__Problem description__: Pick out every line below that contains the string "roadside", and copy each one unchanged.

__Given data__:
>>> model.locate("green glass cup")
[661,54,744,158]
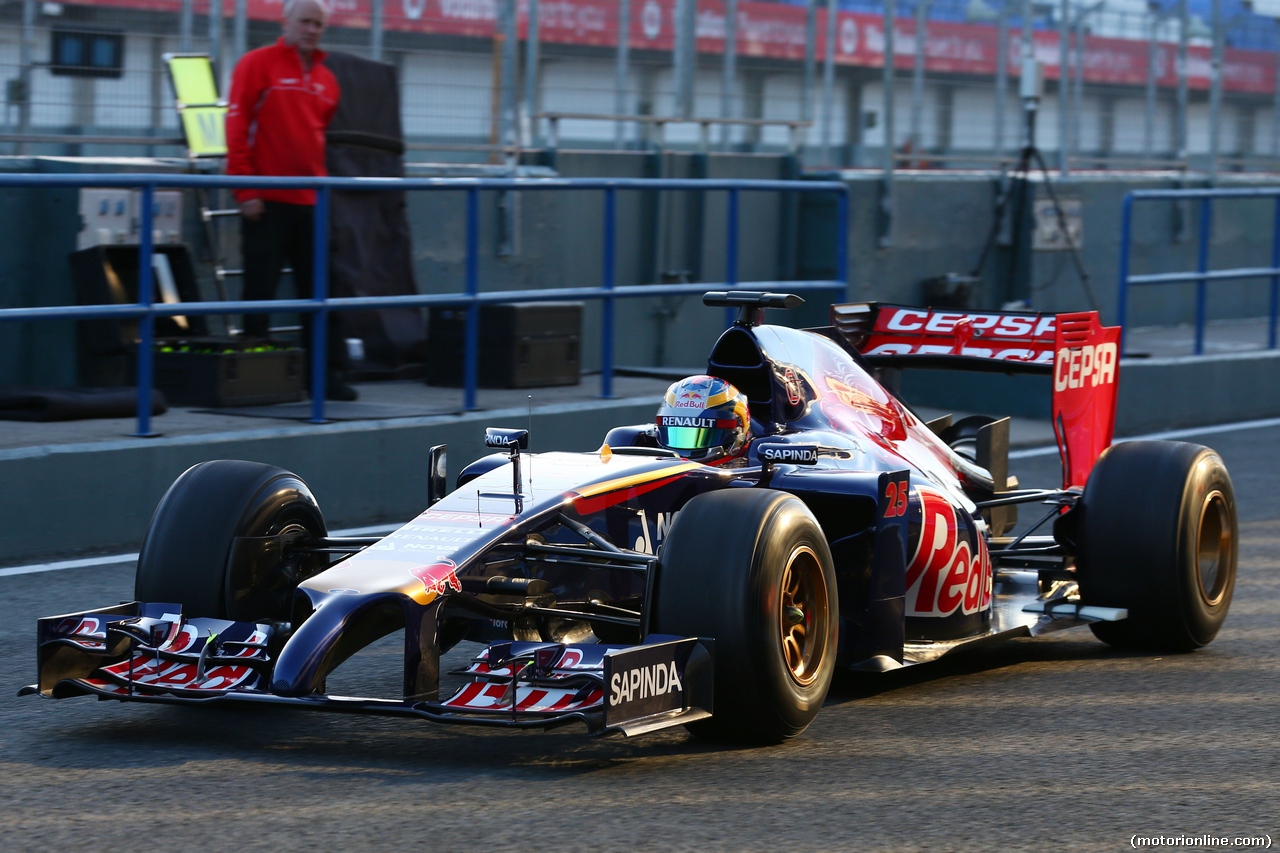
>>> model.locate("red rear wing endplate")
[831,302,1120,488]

==

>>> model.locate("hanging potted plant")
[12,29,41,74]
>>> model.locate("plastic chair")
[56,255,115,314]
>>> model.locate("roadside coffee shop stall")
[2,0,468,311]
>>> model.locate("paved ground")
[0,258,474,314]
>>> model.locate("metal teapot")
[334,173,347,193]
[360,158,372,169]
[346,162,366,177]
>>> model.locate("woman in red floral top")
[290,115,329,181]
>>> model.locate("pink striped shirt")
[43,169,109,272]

__Right answer__:
>>> model.locate("roadside coffee shop stall")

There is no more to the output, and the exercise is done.